# [TASK BRIEF]
Reproduce every line of the records below verbatim, with no changes.

== DATA FOR THIS EXERCISE

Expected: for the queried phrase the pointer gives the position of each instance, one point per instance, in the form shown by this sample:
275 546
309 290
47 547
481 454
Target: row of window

====

# [ANSWER TO THE TASK]
Expected: for the queried phrase the pointer gives the position of each instance, one point per instance, in the form shown by this sample:
275 546
309 290
47 547
481 454
Target: row of window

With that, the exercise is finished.